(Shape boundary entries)
──────────
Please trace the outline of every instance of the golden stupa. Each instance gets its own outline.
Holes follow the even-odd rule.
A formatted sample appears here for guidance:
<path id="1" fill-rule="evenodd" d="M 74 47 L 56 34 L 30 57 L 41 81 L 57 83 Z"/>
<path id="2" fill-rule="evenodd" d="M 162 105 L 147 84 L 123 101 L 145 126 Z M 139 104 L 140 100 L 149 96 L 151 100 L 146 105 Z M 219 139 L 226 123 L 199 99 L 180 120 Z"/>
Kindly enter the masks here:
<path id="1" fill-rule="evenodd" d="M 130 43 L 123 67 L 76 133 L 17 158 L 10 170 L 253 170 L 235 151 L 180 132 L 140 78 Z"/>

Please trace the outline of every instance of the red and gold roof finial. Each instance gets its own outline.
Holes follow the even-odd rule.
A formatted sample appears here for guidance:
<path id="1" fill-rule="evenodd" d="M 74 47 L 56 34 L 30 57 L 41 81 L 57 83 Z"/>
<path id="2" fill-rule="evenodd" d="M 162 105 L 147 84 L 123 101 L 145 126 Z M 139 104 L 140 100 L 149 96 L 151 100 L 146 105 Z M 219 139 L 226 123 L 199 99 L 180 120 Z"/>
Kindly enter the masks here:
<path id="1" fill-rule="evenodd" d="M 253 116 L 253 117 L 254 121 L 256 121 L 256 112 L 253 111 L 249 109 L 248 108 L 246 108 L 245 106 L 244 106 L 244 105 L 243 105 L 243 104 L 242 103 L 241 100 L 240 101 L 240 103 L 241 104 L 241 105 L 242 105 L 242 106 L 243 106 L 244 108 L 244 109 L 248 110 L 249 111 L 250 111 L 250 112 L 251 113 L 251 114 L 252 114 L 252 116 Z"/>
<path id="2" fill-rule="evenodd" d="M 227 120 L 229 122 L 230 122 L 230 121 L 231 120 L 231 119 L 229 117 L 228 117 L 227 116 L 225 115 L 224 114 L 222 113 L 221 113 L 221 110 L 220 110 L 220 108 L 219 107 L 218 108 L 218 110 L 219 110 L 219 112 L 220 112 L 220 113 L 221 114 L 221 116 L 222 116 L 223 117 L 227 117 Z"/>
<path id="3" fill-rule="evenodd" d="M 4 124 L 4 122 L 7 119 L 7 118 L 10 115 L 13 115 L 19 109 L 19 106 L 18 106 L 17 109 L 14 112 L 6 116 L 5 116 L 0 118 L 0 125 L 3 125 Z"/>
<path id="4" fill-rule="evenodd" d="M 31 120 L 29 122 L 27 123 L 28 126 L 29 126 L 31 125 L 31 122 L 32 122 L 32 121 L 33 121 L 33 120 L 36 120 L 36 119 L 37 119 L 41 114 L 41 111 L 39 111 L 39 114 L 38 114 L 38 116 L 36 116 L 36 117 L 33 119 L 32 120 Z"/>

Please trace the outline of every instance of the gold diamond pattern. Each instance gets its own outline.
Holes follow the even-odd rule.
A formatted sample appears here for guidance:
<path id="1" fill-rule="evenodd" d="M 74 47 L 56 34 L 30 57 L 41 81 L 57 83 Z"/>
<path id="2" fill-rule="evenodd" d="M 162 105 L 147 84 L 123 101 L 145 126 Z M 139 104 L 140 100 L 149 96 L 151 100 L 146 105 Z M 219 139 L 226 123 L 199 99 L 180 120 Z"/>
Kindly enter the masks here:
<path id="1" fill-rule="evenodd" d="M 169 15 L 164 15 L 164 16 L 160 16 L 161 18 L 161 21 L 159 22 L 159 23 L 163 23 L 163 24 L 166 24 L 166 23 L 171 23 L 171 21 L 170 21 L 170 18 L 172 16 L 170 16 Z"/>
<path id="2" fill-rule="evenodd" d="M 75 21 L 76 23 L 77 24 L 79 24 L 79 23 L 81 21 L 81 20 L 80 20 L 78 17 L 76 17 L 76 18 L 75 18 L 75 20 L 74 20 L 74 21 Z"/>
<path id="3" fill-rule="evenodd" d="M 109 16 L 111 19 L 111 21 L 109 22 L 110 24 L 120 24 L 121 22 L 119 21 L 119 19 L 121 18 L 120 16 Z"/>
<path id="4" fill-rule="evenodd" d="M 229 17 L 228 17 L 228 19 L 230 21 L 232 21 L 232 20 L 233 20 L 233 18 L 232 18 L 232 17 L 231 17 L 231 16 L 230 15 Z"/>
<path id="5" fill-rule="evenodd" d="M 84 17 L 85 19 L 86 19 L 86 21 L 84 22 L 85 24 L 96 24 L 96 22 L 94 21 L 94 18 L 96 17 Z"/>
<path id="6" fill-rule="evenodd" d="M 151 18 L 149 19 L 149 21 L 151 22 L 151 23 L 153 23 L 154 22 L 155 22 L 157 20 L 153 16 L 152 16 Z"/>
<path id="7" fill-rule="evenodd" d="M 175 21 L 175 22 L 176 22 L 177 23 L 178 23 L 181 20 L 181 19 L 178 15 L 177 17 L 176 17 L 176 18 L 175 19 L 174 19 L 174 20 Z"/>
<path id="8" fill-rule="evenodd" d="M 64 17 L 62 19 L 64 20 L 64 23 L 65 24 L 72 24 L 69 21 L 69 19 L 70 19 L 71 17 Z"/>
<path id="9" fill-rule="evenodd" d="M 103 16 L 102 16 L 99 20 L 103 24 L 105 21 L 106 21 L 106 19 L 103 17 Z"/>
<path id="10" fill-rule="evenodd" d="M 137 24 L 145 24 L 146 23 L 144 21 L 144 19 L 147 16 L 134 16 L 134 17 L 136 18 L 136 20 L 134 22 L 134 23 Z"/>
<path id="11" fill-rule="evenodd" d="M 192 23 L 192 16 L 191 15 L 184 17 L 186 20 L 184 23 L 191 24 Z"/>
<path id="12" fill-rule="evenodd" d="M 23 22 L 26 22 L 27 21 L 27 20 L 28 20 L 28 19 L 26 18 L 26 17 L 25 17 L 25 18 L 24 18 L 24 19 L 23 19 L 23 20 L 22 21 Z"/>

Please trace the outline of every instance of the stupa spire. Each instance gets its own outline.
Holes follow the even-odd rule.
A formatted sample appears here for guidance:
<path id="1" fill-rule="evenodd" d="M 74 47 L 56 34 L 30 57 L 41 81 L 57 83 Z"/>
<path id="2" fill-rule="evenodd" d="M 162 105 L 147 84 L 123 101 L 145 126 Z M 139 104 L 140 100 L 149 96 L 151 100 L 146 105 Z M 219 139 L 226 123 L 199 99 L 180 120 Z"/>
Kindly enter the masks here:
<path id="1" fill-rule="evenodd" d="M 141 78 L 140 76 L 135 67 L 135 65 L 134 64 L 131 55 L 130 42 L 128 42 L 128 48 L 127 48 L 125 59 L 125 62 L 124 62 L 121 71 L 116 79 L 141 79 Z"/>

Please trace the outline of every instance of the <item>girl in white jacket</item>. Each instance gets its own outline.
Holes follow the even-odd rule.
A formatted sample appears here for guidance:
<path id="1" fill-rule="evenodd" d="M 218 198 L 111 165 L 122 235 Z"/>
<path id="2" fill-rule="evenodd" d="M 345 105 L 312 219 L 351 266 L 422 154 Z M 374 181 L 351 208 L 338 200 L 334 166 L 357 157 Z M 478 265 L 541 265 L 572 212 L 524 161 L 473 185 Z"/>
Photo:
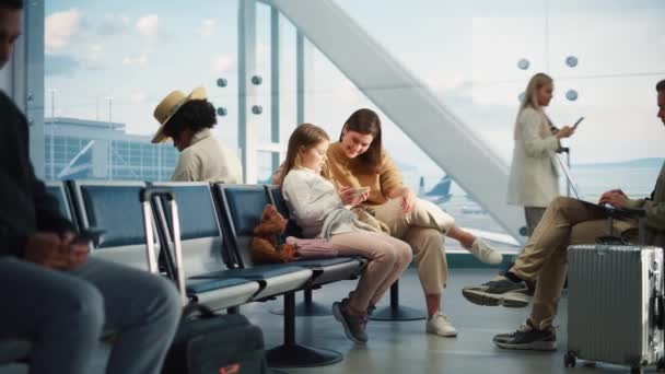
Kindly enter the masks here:
<path id="1" fill-rule="evenodd" d="M 545 115 L 544 107 L 549 105 L 553 90 L 549 75 L 535 74 L 526 86 L 515 121 L 508 203 L 524 207 L 529 235 L 538 225 L 545 208 L 559 196 L 555 153 L 560 147 L 559 140 L 574 132 L 570 126 L 557 130 Z"/>
<path id="2" fill-rule="evenodd" d="M 365 343 L 368 309 L 376 305 L 411 262 L 411 248 L 358 221 L 346 208 L 364 201 L 368 194 L 340 195 L 320 175 L 328 144 L 328 135 L 319 127 L 299 126 L 289 139 L 281 191 L 303 236 L 327 238 L 340 256 L 362 256 L 370 261 L 355 291 L 332 304 L 332 313 L 342 323 L 347 337 Z"/>

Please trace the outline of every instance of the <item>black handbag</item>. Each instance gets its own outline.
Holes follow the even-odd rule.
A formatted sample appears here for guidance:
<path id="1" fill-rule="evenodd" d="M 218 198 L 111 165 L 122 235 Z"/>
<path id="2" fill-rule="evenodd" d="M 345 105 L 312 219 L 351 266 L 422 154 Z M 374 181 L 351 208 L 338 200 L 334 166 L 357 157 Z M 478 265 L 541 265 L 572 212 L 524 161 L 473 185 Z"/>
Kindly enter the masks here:
<path id="1" fill-rule="evenodd" d="M 179 243 L 179 225 L 175 196 L 165 188 L 143 188 L 140 200 L 145 229 L 150 271 L 159 272 L 152 237 L 151 202 L 166 198 L 172 214 L 173 241 Z M 163 244 L 167 249 L 167 244 Z M 179 245 L 174 245 L 175 278 L 183 302 L 187 300 Z M 215 314 L 206 305 L 189 302 L 183 311 L 180 326 L 166 353 L 162 374 L 264 374 L 268 371 L 264 335 L 240 314 Z"/>
<path id="2" fill-rule="evenodd" d="M 162 373 L 258 374 L 267 370 L 260 328 L 243 315 L 219 315 L 203 305 L 189 304 Z"/>

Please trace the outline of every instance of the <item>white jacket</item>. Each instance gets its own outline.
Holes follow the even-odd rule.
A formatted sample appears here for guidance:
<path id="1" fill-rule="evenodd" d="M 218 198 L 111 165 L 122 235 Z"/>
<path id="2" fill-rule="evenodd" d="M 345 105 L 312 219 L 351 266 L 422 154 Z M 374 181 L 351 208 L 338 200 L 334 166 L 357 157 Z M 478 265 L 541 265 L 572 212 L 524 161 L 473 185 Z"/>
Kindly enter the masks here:
<path id="1" fill-rule="evenodd" d="M 241 161 L 209 129 L 194 135 L 171 177 L 175 182 L 243 183 Z"/>
<path id="2" fill-rule="evenodd" d="M 508 203 L 547 207 L 559 196 L 556 151 L 559 140 L 542 110 L 525 108 L 515 124 L 515 148 L 508 185 Z"/>
<path id="3" fill-rule="evenodd" d="M 355 213 L 345 208 L 335 186 L 312 170 L 291 170 L 282 182 L 282 196 L 304 237 L 329 238 L 360 230 L 375 231 L 358 221 Z"/>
──────────
> **INSTRUCTIONS TO FOLLOW**:
Pick out and reproduce each line in the data above that contains the string "item".

> **EXPECTED ANSWER**:
Please trace the outline of every instance of the <item>girl in white jacket</item>. Each instance gets its own outline.
Please trace the outline of every instance of the <item>black handbag</item>. Each instance gets its own outline.
Please trace the outline of every instance of the <item>white jacket</item>. Each instance gets its own outline.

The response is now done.